Dataset records
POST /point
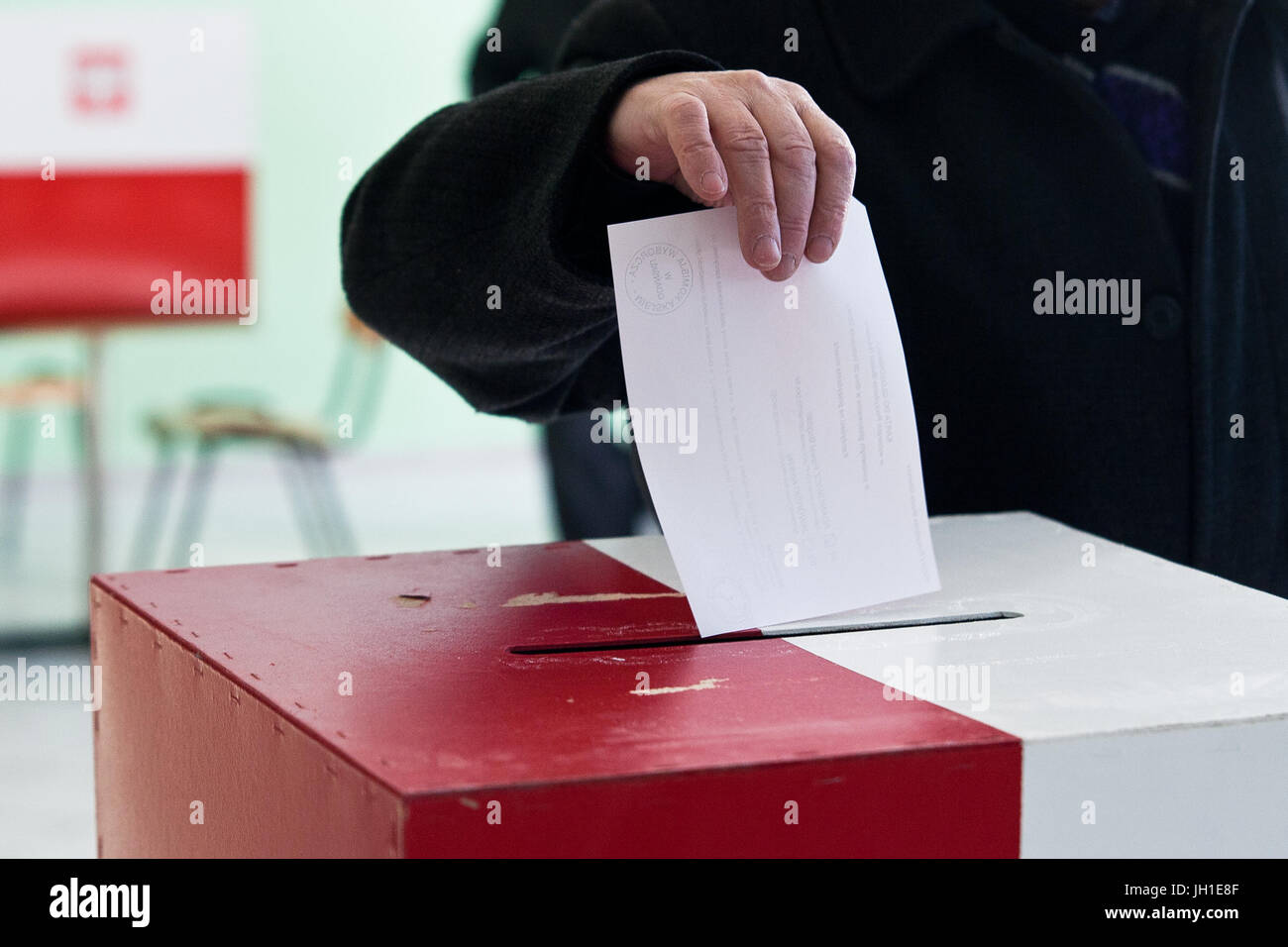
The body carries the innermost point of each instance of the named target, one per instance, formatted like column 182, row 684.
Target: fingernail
column 767, row 254
column 819, row 248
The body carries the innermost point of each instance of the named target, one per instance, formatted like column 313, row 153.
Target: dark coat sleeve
column 513, row 189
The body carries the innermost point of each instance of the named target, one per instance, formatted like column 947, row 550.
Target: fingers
column 793, row 167
column 745, row 150
column 835, row 183
column 688, row 133
column 758, row 142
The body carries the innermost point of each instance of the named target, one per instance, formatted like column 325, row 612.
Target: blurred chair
column 219, row 419
column 39, row 386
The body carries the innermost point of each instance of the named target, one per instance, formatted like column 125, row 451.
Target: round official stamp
column 658, row 278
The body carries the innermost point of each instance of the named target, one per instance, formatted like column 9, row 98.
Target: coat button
column 1163, row 317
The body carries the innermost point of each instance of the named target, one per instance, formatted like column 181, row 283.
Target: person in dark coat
column 595, row 486
column 1009, row 154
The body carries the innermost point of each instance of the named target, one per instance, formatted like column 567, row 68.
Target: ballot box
column 1060, row 696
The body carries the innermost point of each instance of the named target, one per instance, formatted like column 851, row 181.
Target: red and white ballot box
column 125, row 142
column 1061, row 696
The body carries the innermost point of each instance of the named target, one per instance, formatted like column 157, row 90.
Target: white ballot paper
column 774, row 423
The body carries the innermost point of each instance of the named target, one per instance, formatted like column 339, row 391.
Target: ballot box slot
column 692, row 641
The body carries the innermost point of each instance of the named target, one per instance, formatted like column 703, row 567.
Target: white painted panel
column 1184, row 792
column 99, row 86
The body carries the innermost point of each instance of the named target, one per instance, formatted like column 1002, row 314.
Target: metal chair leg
column 295, row 479
column 335, row 523
column 194, row 505
column 20, row 442
column 156, row 504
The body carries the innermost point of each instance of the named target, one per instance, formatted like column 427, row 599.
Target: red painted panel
column 442, row 709
column 85, row 248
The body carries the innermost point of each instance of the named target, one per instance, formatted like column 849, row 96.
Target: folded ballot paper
column 773, row 420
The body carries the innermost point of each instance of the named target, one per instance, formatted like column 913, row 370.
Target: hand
column 747, row 140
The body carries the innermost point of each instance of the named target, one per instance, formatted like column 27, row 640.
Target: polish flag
column 124, row 157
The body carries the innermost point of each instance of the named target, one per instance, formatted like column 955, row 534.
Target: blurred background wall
column 334, row 80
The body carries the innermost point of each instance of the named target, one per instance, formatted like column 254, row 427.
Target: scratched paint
column 704, row 684
column 553, row 598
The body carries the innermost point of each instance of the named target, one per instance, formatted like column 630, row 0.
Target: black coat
column 1121, row 431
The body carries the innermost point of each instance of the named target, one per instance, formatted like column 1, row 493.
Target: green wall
column 335, row 77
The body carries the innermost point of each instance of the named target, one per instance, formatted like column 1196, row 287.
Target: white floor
column 395, row 504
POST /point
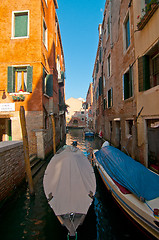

ACTION ITEM: All lines from the beginning of the entries above to the line containing "947, row 550.", inclusive, should be printed exactly, apart from the pictures.

TASK ANSWER:
POST /point
The body carries the innermost point of each instance of the named target, one per instance, formatted like column 182, row 684.
Target: fingernail
column 767, row 254
column 819, row 248
The body carries the innermost point of each instance of the named target, one per instance, formatted like column 313, row 153.
Target: dark coat sleeve
column 513, row 189
The body carries the innermost point of each instance of the named target, one per instance, formatted like column 947, row 550.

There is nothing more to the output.